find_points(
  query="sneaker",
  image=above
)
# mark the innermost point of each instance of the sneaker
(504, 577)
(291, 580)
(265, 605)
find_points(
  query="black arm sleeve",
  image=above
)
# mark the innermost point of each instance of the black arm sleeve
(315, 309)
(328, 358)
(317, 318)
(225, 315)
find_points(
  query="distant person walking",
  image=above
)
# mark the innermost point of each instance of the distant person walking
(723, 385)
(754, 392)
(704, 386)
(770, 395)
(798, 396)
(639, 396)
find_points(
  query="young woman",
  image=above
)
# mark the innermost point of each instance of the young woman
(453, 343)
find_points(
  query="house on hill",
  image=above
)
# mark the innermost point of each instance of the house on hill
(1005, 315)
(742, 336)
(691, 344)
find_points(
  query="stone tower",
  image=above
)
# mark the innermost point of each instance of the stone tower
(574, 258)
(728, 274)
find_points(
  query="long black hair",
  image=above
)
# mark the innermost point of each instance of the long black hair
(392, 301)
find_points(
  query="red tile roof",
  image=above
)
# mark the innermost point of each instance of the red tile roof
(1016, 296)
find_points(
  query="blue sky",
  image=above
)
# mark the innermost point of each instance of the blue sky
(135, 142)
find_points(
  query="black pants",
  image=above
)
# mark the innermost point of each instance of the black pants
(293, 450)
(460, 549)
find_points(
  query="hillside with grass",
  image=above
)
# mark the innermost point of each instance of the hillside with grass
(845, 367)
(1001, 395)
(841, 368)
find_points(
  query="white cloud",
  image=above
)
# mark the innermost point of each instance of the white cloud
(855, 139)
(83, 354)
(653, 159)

**Set exercise**
Copy out each record, keeping every word as it is.

**Task output**
find_points(
  query="sneaker",
  image=above
)
# mark the innermost point of each instance of the sneaker
(504, 577)
(291, 580)
(265, 605)
find_points(
  query="black arm sleeve",
  image=above
)
# mark the innermost point of each instance of the black arm sleeve
(315, 309)
(328, 358)
(317, 318)
(225, 315)
find_points(
  query="distant person walking",
  image=above
)
# mark the innermost point of each instance of the distant person walking
(723, 385)
(754, 392)
(704, 386)
(770, 395)
(798, 396)
(639, 396)
find_points(
  query="young woman",
  image=above
)
# mark the innermost point of each instance of the young woman
(453, 343)
find_points(
  query="house on hill",
  image=above
)
# mark the innermost point of each instance of the house on hill
(1005, 315)
(742, 336)
(691, 344)
find_points(
  query="stone tower",
  image=above
)
# mark the innermost point of each instance of the stone tower
(574, 258)
(728, 274)
find_points(
  query="long black hair",
  image=above
)
# mark the innermost point of each instance of the long black hair
(392, 301)
find_points(
  query="red tile roof",
  image=above
)
# mark the innermost point of each instance of the red tile roof
(1016, 296)
find_points(
  query="blue sky",
  image=above
)
# mark the innermost point of each instance of the blue sky
(135, 142)
find_points(
  query="black pants",
  image=above
)
# mark the innermost point of each instance of the black pants
(293, 450)
(460, 549)
find_points(
  query="hillside with grass",
  image=above
)
# mark the innermost point of each instance of the hillside with grass
(845, 367)
(1001, 395)
(841, 368)
find_points(
  query="white cloud",
  image=above
)
# mark the innermost point of each instance of the white cloud
(855, 139)
(83, 354)
(653, 159)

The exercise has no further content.